Extrait |
# # # #

S’agissant de l’Irlande, la solution trouvée pose des principes, comme l’absence de frontière physique sur l’île d’Irlande et, le cas échéant, un « alignement » du Royaume-Uni sur le marché intérieur et l’union douanière dans les secteurs nécessaires à la bonne coopération entre l’Irlande du Nord et la République d’Irlande. Le fait que cela convienne à la fois au Royaume-Uni et à l’Irlande est très positif, mais nous serons bien entendu extrêmement vigilants pour nous assurer du respect de l’intégrité du marché intérieur et de l’union douanière.
Sur le règlement financier, le résultat est très satisfaisant. En effet, la quasi-totalité des dépenses qui doivent être prises en charge par le Royaume-Uni le seront : contribution au budget européen jusqu’en 2020, reste à liquider, passifs, retraite des fonctionnaires, etc.
La discussion portera aussi sur les autres sujets de la première phase, qui sont parfois très importants, comme les marchés publics, la négociation du cadre des relations futures entre l’Union européenne et le Royaume-Uni ou encore la période de transition. Cette dernière doit être limitée dans le temps et fondée sur des principes simples, tels que l’application par le Royaume-Uni de toutes les règles européennes, en dehors de toute participation de Londres aux institutions.
Le maintien de l’unité des Vingt-Sept sera plus que jamais déterminant. Nous n’avons pas encore fait le plus dur ; en réalité, seul le plus facile est derrière nous !

# # # #

Consignes |
• a. Répondez brièvement aux questions suivantes d'après l'extrait sur les négociations avec le Royaume-Uni :
(i) Quel principe est posé au sujet de la frontière sur l'île d'Irlande ?
(ii) Jusqu'en quelle année le Royaume-Uni prendra-t-il en charge sa contribution au budget européen ?
(iii) Quelle participation est exclue pour Londres pendant la période de transition ?
• b. Recopiez à l'identique, dans l'extrait sur les négociations avec le Royaume-Uni, le passage allant de « S’agissant de l’Irlande, la » jusqu'à « de l’union douanière. ».
• c. Rédigez la suite de l'extrait sur les négociations avec le Royaume-Uni, à partir de sa dernière phrase.
Les enregistrements n'ont aucun rapport avec l'extrait sur les négociations avec le Royaume-Uni.

# # # #

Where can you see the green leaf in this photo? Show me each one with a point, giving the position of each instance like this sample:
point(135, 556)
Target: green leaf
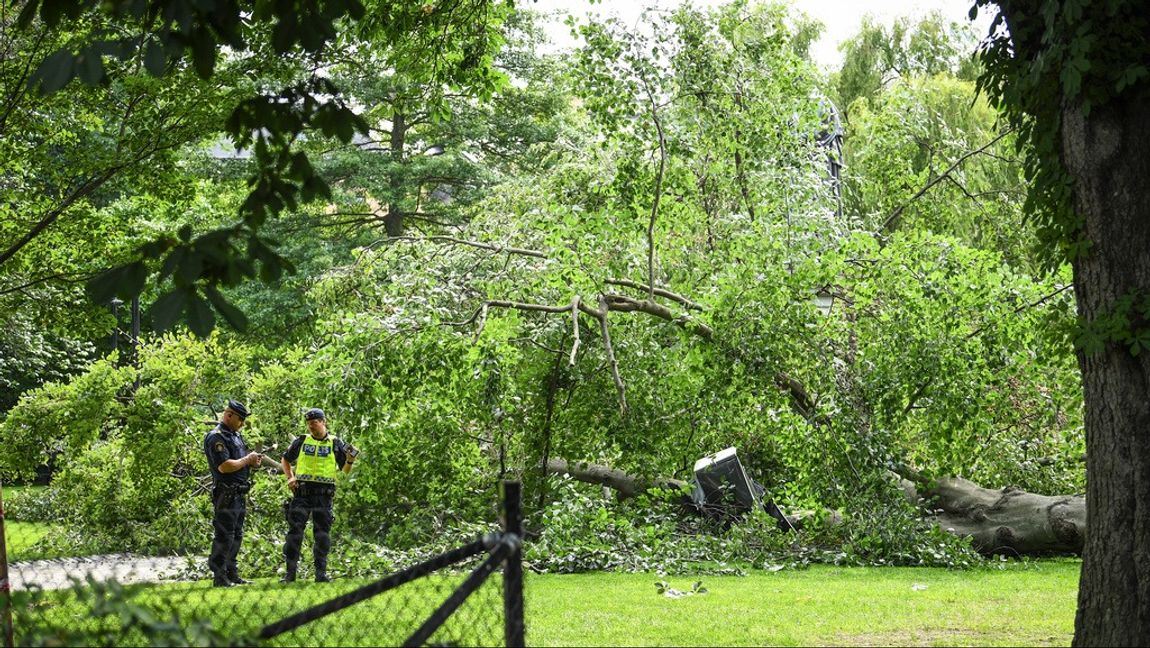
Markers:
point(155, 60)
point(54, 73)
point(231, 314)
point(166, 310)
point(90, 67)
point(200, 318)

# # # #

Corrigé |
• a.
(i) L'absence de frontière physique sur l'île d'Irlande.
(ii) Jusqu'en 2020.
(iii) Toute participation aux institutions.

• b.
S’agissant de l’Irlande, la solution trouvée pose des principes, comme l’absence de frontière physique sur l’île d’Irlande et, le cas échéant, un « alignement » du Royaume-Uni sur le marché intérieur et l’union douanière dans les secteurs nécessaires à la bonne coopération entre l’Irlande du Nord et la République d’Irlande. Le fait que cela convienne à la fois au Royaume-Uni et à l’Irlande est très positif, mais nous serons bien entendu extrêmement vigilants pour nous assurer du respect de l’intégrité du marché intérieur et de l’union douanière.

• c.
J’évoquerai plus rapidement les autres thèmes ; nous pourrons y revenir si vous le souhaitez.
Le Conseil européen fera le point sur les avancées de l’Europe de la défense et, notamment, sur le lancement par le Conseil « Affaires étrangères », hier, de la coopération structurée permanente, qui rassemble désormais vingt-cinq États membres. C’est une véritable avancée. Nous sommes parvenus à un niveau d’ambition tout à fait acceptable.
Au-delà, nous voulons accélérer le lancement du Programme européen de développement industriel dans le domaine de la défense, qui doit pouvoir financer de premiers projets capacitaires dès le début de 2019 ; nous souhaitons également progresser sur le fonds européen de défense. Le Conseil européen devrait y revenir dès juin 2018 pour conserver la dynamique actuelle.
Le thème des migrations sera traité lors du dîner des chefs d’État ou de gouvernement, dans le cadre des réflexions sur l’avenir de l’Europe. Le contexte préélectoral en Italie n’a en effet pas permis de prévoir des conclusions écrites du Conseil sur le sujet, mais nous souhaitons aboutir sur la réforme du régime européen de l’asile au premier semestre de 2018. Nous avons déjà progressé, à la fois sur le système d’entrée-sortie, ou EES, qui a été approuvé par les colégislateurs le 20 novembre, et sur le système européen d’information et d’autorisation concernant les voyages, ou ETIAS, sur lequel un accord politique devrait être trouvé d’ici à la fin de l’année.
La discussion portera sur les meilleures modalités d’action pour l’Union européenne, ainsi que sur le financement de la politique migratoire de l’Union européenne. Le président du Conseil européen a avancé l’idée de créer un instrument spécifique dans le cadre des prochaines perspectives budgétaires.
Nous voulons mobiliser l’ensemble de nos partenaires sur le plan politique comme du point de vue financier, en particulier sur la dimension externe des questions migratoires. La stabilisation du Sahel et celle de la Libye sont des priorités de premier rang. Le Président de la République organise d’ailleurs demain un sommet à cet effet autour du G5 Sahel.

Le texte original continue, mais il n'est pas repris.